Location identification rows
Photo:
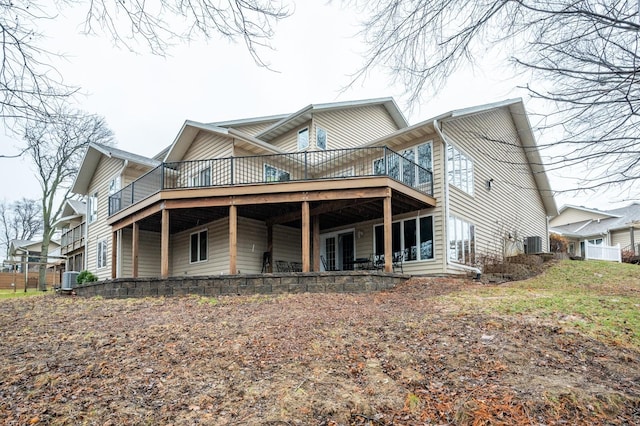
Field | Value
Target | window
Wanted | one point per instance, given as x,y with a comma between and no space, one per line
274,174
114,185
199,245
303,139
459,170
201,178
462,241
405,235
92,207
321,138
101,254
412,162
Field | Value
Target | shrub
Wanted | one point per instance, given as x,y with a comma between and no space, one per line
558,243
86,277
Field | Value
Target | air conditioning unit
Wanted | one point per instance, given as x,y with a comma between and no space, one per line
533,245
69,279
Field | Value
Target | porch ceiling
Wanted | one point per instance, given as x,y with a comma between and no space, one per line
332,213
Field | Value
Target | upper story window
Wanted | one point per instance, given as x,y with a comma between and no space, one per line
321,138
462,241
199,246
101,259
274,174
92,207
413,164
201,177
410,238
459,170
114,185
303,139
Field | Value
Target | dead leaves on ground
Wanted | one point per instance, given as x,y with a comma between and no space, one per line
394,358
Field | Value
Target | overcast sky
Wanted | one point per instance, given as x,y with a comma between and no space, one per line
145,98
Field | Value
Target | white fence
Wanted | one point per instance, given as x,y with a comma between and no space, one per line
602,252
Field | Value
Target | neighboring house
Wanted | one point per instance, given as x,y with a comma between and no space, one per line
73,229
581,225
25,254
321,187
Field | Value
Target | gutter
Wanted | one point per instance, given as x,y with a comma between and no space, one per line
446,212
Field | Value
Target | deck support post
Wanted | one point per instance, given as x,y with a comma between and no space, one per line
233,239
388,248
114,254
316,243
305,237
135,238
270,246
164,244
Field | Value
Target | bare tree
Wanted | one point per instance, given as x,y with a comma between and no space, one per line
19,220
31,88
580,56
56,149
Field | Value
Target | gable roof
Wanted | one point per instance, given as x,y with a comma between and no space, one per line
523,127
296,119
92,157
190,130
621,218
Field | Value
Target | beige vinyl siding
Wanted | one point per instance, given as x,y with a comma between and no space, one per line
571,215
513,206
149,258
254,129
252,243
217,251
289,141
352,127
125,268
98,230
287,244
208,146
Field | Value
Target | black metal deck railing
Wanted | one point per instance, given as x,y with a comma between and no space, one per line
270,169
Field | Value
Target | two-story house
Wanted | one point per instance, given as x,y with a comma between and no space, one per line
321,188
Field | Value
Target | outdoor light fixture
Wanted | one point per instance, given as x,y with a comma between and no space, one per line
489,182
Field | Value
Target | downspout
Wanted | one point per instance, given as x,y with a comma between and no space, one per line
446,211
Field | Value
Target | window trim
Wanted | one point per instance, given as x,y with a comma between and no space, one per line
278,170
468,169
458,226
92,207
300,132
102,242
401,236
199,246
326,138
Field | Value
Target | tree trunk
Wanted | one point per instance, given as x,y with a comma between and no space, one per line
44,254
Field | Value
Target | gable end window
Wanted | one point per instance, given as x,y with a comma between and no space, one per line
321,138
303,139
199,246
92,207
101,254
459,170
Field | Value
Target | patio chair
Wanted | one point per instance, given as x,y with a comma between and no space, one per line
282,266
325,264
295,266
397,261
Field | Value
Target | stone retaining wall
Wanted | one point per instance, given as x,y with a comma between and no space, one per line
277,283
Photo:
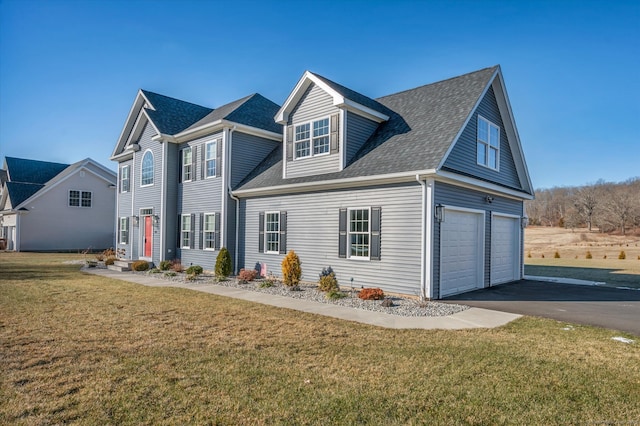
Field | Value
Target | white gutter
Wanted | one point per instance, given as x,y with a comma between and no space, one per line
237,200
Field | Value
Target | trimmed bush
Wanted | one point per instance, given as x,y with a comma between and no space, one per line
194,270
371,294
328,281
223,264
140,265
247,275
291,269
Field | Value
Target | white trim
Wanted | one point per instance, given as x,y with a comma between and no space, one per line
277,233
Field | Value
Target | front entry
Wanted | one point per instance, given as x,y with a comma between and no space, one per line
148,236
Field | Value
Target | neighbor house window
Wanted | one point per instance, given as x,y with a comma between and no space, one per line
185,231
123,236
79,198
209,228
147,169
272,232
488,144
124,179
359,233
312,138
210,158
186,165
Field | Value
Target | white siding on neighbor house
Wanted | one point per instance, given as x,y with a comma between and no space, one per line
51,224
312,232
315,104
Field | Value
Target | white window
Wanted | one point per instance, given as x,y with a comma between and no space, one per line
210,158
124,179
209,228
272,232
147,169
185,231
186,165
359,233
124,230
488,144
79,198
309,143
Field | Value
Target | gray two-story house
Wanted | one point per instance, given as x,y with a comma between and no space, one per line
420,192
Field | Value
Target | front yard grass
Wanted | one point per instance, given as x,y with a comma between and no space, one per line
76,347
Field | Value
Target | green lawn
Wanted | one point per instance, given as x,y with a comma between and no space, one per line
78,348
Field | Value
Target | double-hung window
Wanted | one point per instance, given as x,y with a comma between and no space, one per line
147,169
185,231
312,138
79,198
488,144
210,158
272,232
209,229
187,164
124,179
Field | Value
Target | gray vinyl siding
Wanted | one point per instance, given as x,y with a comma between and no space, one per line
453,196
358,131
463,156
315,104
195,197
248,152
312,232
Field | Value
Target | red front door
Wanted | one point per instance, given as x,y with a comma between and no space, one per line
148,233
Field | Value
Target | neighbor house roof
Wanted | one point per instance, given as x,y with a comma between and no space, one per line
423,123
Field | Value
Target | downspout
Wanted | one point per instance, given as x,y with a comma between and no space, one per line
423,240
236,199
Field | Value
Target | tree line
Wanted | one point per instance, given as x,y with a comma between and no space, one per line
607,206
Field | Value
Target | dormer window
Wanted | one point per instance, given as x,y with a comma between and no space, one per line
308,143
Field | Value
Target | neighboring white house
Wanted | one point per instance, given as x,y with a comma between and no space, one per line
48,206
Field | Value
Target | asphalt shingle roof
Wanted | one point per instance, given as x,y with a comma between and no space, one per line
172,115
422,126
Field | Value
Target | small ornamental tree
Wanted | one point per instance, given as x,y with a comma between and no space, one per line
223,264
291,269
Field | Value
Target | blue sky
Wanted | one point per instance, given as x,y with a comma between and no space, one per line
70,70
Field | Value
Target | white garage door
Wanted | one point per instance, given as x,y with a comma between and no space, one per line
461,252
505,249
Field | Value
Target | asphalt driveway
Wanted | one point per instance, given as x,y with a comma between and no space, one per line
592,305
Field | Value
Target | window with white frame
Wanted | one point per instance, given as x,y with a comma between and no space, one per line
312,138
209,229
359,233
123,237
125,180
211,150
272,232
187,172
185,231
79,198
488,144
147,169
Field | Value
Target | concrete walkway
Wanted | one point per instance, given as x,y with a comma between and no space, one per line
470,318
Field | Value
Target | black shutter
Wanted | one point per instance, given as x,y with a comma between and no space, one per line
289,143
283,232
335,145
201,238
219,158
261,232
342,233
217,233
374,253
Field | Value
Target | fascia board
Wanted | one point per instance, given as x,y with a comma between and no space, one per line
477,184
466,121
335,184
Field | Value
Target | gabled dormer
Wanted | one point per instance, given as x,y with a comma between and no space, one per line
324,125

* * *

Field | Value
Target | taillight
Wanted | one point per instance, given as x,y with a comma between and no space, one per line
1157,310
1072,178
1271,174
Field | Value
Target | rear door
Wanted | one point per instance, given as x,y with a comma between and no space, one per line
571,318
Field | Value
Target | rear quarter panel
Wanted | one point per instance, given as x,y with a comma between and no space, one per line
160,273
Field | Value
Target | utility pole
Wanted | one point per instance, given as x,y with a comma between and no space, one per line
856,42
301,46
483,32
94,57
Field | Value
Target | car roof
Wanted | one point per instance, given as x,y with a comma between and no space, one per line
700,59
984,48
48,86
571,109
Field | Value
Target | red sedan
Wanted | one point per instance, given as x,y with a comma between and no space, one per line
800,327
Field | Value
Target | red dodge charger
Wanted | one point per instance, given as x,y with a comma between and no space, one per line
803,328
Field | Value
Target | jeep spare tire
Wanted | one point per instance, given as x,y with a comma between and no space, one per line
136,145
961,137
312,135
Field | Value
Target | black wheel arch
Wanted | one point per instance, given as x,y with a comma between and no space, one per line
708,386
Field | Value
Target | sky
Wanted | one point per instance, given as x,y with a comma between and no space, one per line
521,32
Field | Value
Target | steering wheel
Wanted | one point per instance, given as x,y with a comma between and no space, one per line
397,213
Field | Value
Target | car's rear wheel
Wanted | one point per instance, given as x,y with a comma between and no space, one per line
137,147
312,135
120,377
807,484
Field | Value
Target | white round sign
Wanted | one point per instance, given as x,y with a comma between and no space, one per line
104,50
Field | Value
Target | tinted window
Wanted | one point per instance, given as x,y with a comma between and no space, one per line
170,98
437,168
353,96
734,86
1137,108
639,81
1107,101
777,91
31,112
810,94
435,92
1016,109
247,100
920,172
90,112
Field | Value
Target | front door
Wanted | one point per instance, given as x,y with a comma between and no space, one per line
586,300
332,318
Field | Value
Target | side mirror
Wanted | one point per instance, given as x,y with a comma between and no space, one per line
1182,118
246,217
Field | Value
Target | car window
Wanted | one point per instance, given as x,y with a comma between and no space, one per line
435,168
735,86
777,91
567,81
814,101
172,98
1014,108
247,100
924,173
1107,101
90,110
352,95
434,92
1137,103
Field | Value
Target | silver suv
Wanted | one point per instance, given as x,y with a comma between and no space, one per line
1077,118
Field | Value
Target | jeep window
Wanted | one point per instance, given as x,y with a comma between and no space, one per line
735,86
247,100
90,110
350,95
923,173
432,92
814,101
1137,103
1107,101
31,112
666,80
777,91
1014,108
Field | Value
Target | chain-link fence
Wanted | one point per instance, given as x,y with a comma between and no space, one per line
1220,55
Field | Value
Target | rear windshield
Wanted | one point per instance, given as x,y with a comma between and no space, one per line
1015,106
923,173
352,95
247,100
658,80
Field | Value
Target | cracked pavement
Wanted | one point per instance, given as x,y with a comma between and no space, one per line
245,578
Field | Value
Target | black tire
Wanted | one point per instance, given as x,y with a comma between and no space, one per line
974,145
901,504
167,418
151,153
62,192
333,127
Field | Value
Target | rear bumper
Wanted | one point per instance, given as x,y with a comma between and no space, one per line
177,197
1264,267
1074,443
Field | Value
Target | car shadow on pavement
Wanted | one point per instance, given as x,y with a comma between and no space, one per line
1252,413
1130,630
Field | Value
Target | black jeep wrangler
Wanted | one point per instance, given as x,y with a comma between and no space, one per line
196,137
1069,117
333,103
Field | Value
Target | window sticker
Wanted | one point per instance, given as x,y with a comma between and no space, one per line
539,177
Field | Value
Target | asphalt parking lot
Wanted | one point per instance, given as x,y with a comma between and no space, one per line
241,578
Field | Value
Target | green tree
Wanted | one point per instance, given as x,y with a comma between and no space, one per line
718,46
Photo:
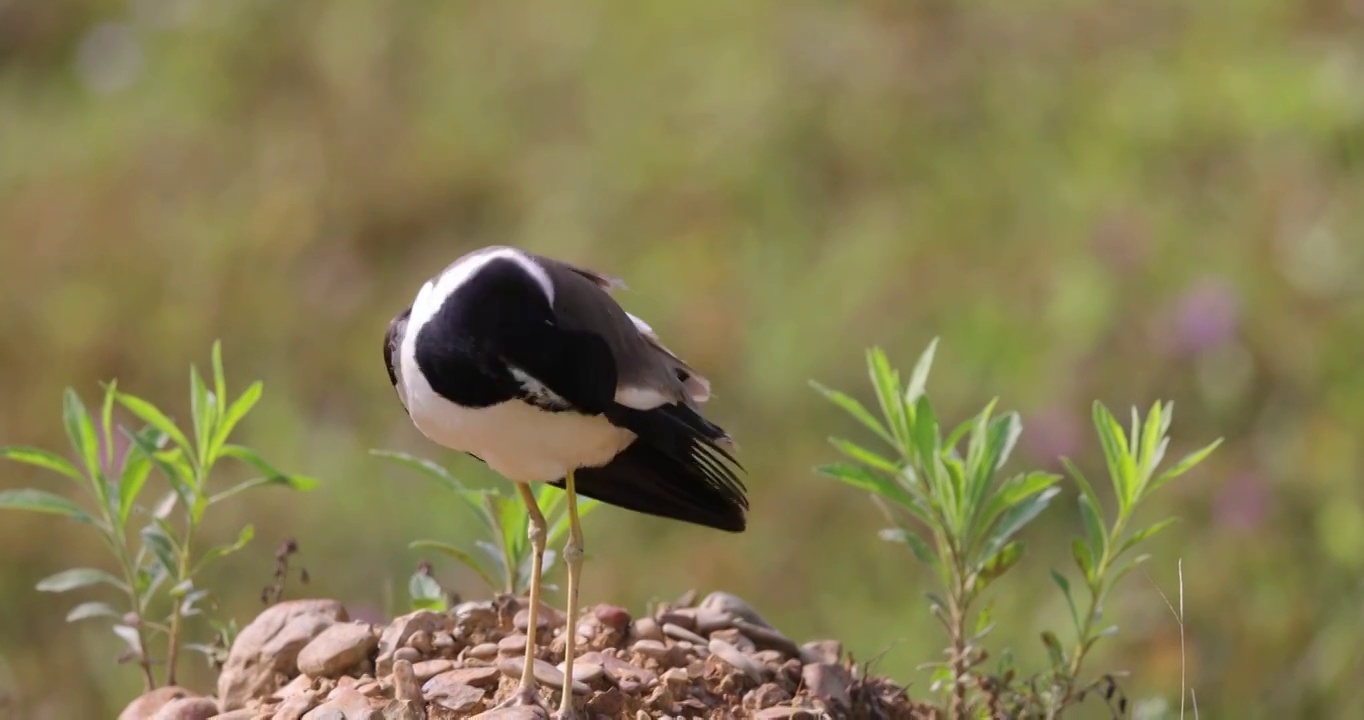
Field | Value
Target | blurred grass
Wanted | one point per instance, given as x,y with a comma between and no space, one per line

◆ Written request
Find every line in the rows above that contains the string "rear", matching case exactly, and copy each of those lines.

◆ Answer to the exercise
Target | rear door
Target | rear quarter panel
Target | car's rear wheel
Target | rear windshield
Target | rear bumper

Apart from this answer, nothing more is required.